PROBLEM TO WORK ON. Keyword search on "blouse": report each line of the records that contains it.

◇ ◇ ◇

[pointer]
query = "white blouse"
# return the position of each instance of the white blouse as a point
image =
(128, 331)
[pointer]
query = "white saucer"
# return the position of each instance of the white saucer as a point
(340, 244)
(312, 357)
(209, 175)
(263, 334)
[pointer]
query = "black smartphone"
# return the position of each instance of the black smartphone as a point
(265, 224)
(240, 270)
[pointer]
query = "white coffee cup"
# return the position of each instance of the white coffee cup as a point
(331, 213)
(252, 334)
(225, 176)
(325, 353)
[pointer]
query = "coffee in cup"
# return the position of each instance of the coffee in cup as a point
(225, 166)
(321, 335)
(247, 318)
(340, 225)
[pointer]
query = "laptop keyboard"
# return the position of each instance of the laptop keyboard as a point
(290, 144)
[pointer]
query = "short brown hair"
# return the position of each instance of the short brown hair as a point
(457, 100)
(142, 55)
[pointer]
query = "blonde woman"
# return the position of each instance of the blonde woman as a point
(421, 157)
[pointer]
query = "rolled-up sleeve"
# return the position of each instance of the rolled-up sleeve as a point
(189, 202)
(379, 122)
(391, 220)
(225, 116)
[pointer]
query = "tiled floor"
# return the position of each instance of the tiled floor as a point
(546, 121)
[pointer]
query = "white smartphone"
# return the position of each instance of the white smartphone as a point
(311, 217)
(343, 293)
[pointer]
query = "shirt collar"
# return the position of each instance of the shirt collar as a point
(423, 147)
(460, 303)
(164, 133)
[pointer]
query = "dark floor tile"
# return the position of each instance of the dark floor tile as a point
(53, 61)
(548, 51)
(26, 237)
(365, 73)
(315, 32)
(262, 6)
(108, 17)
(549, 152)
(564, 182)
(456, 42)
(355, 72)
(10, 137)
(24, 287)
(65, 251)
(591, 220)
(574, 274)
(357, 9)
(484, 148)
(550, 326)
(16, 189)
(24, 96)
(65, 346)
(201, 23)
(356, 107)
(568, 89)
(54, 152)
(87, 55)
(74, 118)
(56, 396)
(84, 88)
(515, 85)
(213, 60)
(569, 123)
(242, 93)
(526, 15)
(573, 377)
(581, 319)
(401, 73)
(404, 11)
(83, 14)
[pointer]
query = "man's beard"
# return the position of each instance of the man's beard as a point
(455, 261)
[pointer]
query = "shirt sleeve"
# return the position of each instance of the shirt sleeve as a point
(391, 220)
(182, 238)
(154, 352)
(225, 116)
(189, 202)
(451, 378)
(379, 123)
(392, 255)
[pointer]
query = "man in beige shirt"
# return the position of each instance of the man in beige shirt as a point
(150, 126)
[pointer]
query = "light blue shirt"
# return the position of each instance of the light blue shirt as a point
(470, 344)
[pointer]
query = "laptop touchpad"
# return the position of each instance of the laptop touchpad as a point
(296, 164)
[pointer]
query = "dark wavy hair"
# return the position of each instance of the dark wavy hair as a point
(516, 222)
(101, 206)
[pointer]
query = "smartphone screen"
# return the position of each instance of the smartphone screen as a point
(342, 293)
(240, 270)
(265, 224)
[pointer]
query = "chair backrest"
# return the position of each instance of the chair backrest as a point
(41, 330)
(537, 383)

◇ ◇ ◇

RESPONSE FOR THIS EXERCISE.
query = "white blouse"
# return the position of each instance of the white blouse as a point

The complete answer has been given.